**TAREFA PROPOSTA:**
Segundo o trecho do documento sobre o Volkswagen e o trator de Porsche, quantos exemplares do Typ 1 foram fabricados em 1945?

**TRECHO DO DOCUMENTO:**
>>>>
A fábrica da VW começou a ser levantada em 1938 mas, com o início da Segunda Guerra Mundial no ano seguinte, a chegada do Volkswagen Typ 1 (seu nome oficial) acabou adiada para 1945, quando os primeiros 1.745 exemplares foram fabricados em Wolfsburg, então controlada pelos vitoriosos britânicos.
A noção de que Ferdinand Porsche também trabalhou no desenvolvimento de um trator, apelidado Volksschlepper (“Trator do Povo”, como você deve ter deduzido), paralelamente ao Volswagen Type 1, é bem difundida. Mas há informações conflitantes a respeito dos detalhes: certas fontes dizem que o Dr. Porsche construiu três protótipos ainda em 1934, enquanto outras dizem que o projeto sequer saiu do papel.
O que é tido como fato, porém, é que Porsche já estudava a ideia de utilizar um motor a diesel em seu trator. Ele também desenvolveu um sistema de acoplamento hidráulico para ligar o motor e a transmissão, pois acreditava que os trabalhadores rurais não conseguiriam operar corretamente um pedal de embreagem para engatar as marchas. Caso os protótipos tenham sido mesmo construídos, é bastante provável que utilizassem motores a gasolina.
<<<<
**LINHAS DE DADOS:**
>>>>
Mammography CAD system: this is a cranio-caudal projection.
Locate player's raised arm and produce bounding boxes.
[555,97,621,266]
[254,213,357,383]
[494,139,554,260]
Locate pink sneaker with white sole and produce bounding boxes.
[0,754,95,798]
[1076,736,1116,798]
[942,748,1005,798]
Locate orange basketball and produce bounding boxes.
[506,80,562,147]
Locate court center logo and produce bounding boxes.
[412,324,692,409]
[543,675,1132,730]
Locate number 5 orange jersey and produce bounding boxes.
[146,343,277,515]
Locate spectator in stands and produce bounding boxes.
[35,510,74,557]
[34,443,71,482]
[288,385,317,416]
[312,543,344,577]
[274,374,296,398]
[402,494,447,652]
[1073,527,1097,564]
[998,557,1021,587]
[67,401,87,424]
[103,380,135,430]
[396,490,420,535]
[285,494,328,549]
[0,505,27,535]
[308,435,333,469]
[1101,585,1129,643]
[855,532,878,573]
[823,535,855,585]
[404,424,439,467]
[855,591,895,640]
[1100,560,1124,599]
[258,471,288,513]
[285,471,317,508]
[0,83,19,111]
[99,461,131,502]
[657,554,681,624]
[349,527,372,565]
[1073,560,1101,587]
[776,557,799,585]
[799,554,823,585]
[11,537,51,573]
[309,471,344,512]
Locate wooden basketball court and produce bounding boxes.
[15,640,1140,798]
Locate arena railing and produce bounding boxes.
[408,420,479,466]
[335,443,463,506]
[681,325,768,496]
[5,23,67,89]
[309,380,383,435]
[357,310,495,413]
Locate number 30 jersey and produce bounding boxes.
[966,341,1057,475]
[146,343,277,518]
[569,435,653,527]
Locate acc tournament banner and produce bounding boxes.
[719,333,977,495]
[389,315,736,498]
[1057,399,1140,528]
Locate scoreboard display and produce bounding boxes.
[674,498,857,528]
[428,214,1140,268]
<<<<
**TAREFA CONCLUÍDA:**
Foram fabricados 1.745 exemplares, em Wolfsburg.